> Instructions to follow
Would you return all of this data exactly, leaving nothing out?

> Dataset records

((

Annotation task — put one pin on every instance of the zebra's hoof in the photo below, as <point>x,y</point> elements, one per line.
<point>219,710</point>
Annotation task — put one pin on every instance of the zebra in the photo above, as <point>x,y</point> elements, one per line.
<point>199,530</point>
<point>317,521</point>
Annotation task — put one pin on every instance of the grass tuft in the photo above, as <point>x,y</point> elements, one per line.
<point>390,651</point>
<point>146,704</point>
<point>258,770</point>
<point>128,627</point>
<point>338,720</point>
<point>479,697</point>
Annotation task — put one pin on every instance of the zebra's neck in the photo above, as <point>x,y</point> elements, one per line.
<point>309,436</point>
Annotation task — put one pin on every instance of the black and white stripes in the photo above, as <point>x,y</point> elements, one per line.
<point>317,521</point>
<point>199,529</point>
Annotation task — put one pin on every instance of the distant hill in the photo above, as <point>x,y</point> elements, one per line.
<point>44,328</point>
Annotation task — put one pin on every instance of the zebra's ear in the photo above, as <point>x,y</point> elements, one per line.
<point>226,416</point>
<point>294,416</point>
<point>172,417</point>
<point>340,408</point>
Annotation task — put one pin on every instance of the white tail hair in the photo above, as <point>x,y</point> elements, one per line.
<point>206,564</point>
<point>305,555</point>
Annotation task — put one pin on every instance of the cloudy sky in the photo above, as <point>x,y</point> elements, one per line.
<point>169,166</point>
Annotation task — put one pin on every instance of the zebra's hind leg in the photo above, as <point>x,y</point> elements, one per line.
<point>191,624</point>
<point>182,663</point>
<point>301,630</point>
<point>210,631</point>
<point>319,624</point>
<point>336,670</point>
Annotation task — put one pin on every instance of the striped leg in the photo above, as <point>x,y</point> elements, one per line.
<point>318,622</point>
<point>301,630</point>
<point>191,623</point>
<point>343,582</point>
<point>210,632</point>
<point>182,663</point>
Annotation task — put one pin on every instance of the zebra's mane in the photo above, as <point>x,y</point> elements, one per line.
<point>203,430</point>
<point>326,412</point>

))

> Answer to the problem
Annotation task — put one pin on every instance of the zebra's hoof in the photo below, as <point>x,y</point> elements, one per line.
<point>219,710</point>
Annotation task — put one pin on every instance of the zebra in the photo above, as <point>x,y</point> elements, one per line.
<point>199,530</point>
<point>317,521</point>
Annotation task — put one pin on every instance of the grass tuft in the photo above, as <point>x,y</point> elements, one per line.
<point>390,651</point>
<point>146,704</point>
<point>258,770</point>
<point>128,627</point>
<point>338,720</point>
<point>479,697</point>
Annotation task — put one pin on every instance of the zebra's neck in the photo above, as <point>x,y</point> elements, one per line.
<point>309,436</point>
Annotation task — put one pin on every instance of the black and white stripes in the photo above, as <point>x,y</point> elements, one per line.
<point>317,521</point>
<point>199,529</point>
Annotation task — put one pin on every instance of the distant hill in the photo above, as <point>x,y</point> elements, one per line.
<point>44,328</point>
Annotation task — put one pin on every instance of the zebra's ear in the photo above, as <point>x,y</point> elements, one per line.
<point>226,416</point>
<point>294,416</point>
<point>172,417</point>
<point>340,408</point>
Annotation task — put one pin on every instance of the white tail hair in the photo above, as <point>x,y</point> elements, one per line.
<point>206,564</point>
<point>305,555</point>
Annotation task — put one pin on every instance of the cloudy sky in the photo above, as <point>x,y</point> elements, one per line.
<point>169,166</point>
Annotation task — put one pin on every instance of the zebra's hind leg in the photo above, as <point>x,y</point> elements, one per line.
<point>191,624</point>
<point>182,663</point>
<point>301,630</point>
<point>210,631</point>
<point>319,624</point>
<point>336,670</point>
Annotation task — put one pin on every instance of the striped leg in the photo above, as <point>x,y</point> elements, one per line.
<point>318,622</point>
<point>301,630</point>
<point>191,623</point>
<point>343,582</point>
<point>210,632</point>
<point>182,663</point>
Annotation task — put one pin on every instance of the zebra's mane in the photo above, as <point>x,y</point> elements, one per line.
<point>203,430</point>
<point>326,412</point>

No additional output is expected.